Read the data and repeat it in full, exactly.
EXERCISE INPUT Block Start
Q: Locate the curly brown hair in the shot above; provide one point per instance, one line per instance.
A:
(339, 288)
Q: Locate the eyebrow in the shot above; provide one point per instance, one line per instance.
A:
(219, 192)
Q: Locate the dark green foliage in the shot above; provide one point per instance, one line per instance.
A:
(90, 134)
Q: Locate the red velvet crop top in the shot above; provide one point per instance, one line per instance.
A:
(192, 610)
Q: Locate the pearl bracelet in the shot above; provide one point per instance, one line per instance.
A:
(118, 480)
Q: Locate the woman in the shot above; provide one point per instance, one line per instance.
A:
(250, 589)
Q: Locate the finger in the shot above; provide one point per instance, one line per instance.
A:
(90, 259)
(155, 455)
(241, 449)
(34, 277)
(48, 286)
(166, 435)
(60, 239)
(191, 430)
EXERCISE INPUT Block End
WORKED SOLUTION:
Q: Locate the curly brown hair in the shot above; provide one point per instance, one line per instance.
A:
(339, 288)
Q: Locate the eyebrow in the shot above; provide one point per instance, one line per instance.
A:
(219, 192)
Q: Locate the dark green foliage in the shot above; provide one point per instance, one line per instance.
A:
(90, 134)
Q: Locate the red velvet crop top in the shot above; provide one point per instance, one line per instance.
A:
(192, 610)
Q: Locate the pearl bracelet in the shot above; provide one point per instance, one line per instance.
A:
(118, 480)
Q: Locate the woman in the shot above; provide one point per instance, one line per instance.
A:
(250, 589)
Q: Locate the finger in the shot above; provide one point per instance, one line per instance.
A:
(90, 259)
(155, 455)
(241, 449)
(34, 277)
(48, 286)
(166, 435)
(60, 239)
(191, 430)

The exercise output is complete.